→ **Data for this exercise**:
◇ ◇ ◇ ◇ ◇ ◇ ◇
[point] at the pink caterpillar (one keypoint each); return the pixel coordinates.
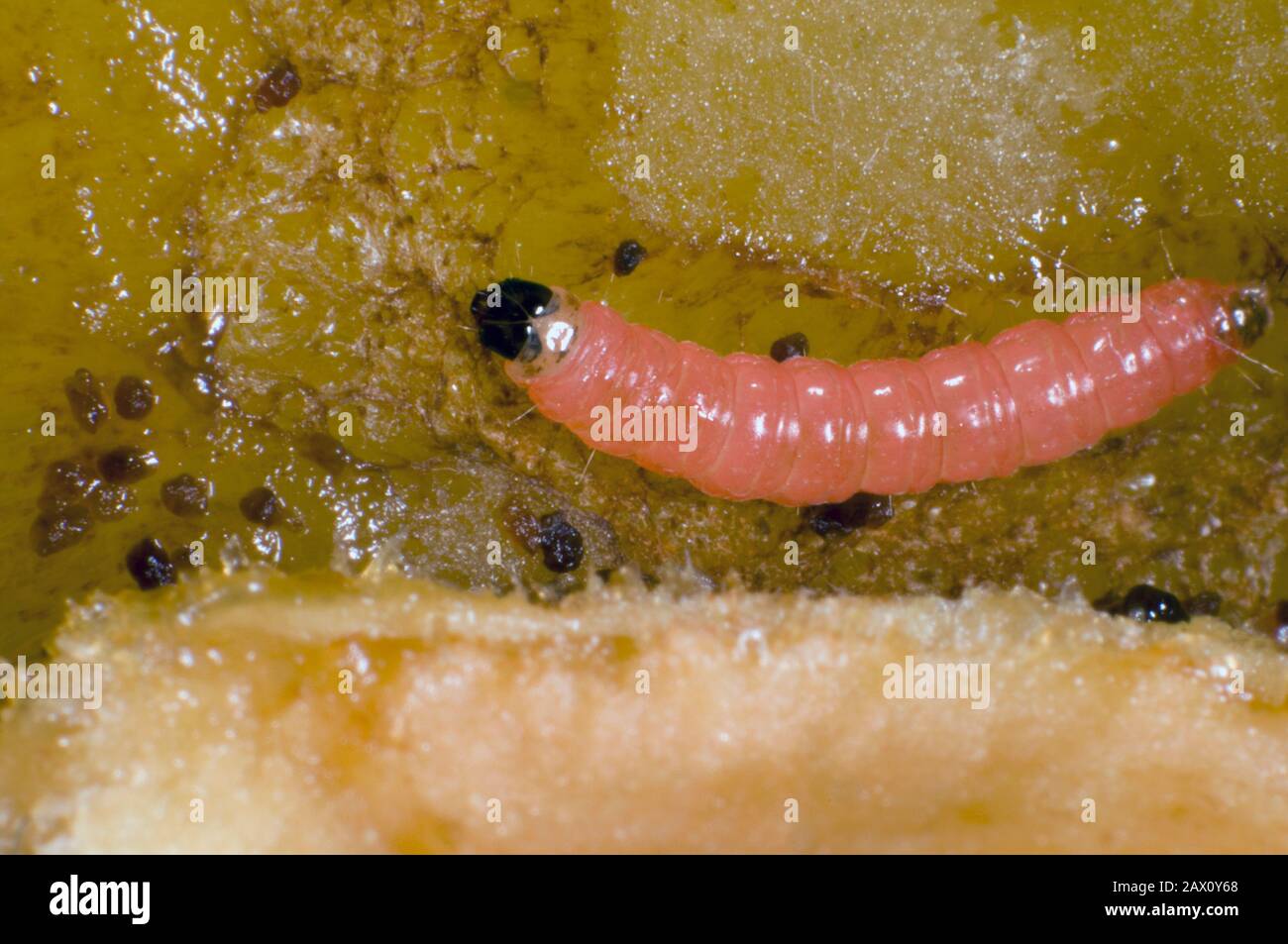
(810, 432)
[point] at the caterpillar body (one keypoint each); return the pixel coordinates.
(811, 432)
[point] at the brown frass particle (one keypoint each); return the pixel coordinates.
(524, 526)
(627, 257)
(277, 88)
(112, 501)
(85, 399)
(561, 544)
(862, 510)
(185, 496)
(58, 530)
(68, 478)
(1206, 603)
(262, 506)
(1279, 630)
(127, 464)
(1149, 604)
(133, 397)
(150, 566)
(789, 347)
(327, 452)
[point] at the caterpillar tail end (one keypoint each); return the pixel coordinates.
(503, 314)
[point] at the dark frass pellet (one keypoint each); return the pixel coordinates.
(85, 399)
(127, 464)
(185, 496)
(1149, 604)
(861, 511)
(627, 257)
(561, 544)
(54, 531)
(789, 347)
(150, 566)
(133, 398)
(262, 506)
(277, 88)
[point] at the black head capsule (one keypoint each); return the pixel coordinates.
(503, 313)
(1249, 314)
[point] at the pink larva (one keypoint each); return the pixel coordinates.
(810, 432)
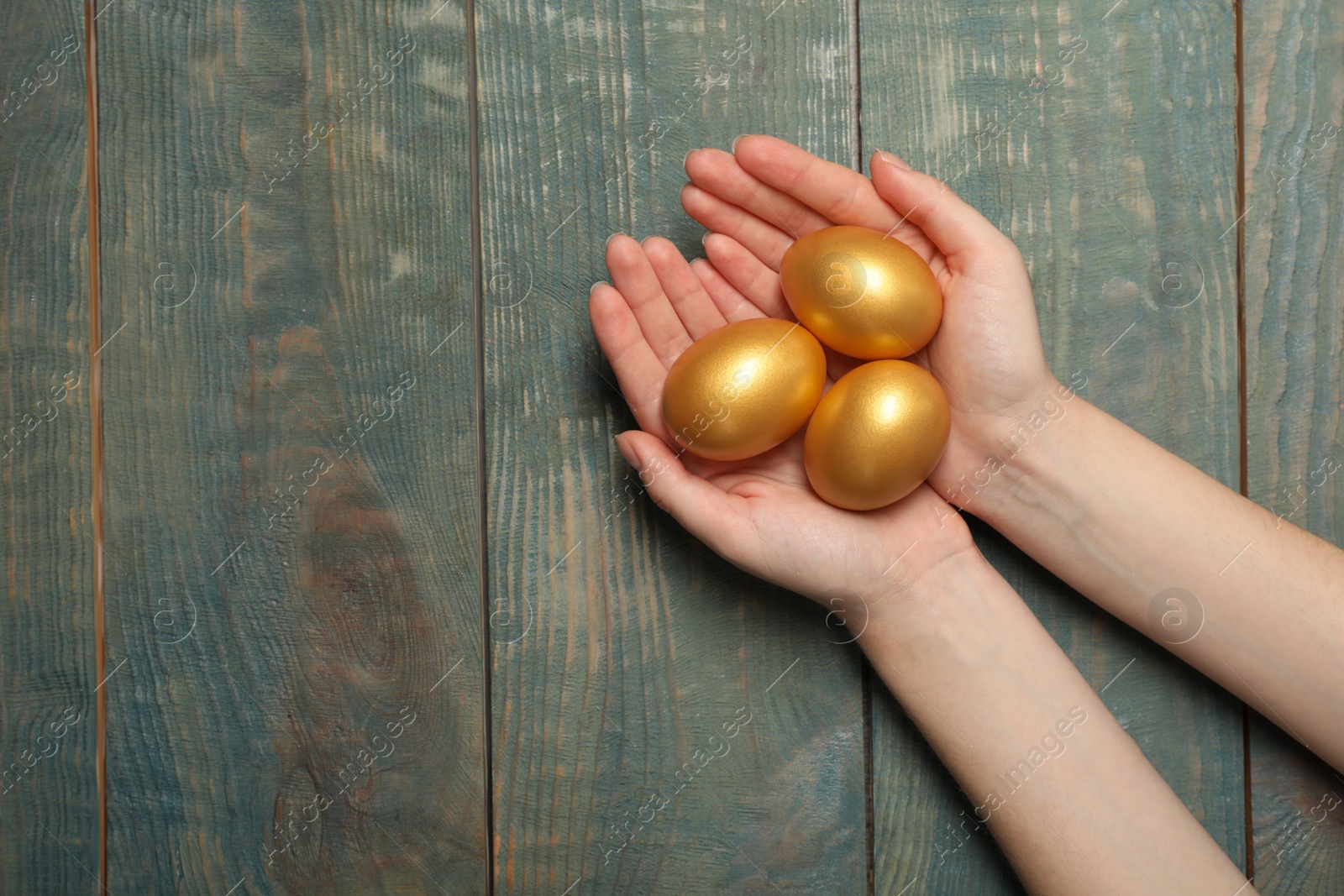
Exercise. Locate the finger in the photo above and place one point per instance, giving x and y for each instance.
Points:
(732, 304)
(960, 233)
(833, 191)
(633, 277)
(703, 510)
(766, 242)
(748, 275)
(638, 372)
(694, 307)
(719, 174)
◇ ◇ ◇ ◇ ◇ ◇ ◇
→ **Stated problem**: Can you copy every one of the records above word for word, leaving out the pictures?

→ **Task answer**:
[point] at the pink caterpillar (one keypoint each); return the pixel coordinates.
(810, 432)
[point] at the caterpillar body (one keypoint each); return the pixel coordinates.
(811, 432)
[point] at the brown frass particle (one keypoint each); return the pixel coordinates.
(524, 526)
(627, 257)
(277, 88)
(112, 501)
(85, 399)
(561, 544)
(862, 510)
(185, 496)
(58, 530)
(68, 478)
(1206, 603)
(262, 506)
(1279, 630)
(127, 464)
(1149, 604)
(133, 397)
(150, 566)
(789, 347)
(327, 452)
[point] at the caterpillar tail end (one keypoint each); return the pixel coordinates.
(503, 314)
[point] at the dark frass pellet (one keypoint each); return the pixel coordinates.
(85, 399)
(127, 464)
(185, 496)
(1149, 604)
(861, 511)
(627, 257)
(561, 544)
(54, 531)
(789, 347)
(150, 566)
(133, 398)
(262, 506)
(277, 88)
[point] at the black head capsule (one keypoint each); return the pixel coordinates.
(503, 313)
(1249, 314)
[point] at the pink larva (one keypoint each); return the pixel coordinates.
(810, 432)
Exercise. Locate the finger in the photo above and place one point per instance, giving x and y for each instance.
Points:
(732, 304)
(960, 233)
(833, 191)
(633, 277)
(703, 510)
(766, 242)
(748, 275)
(638, 372)
(694, 307)
(719, 174)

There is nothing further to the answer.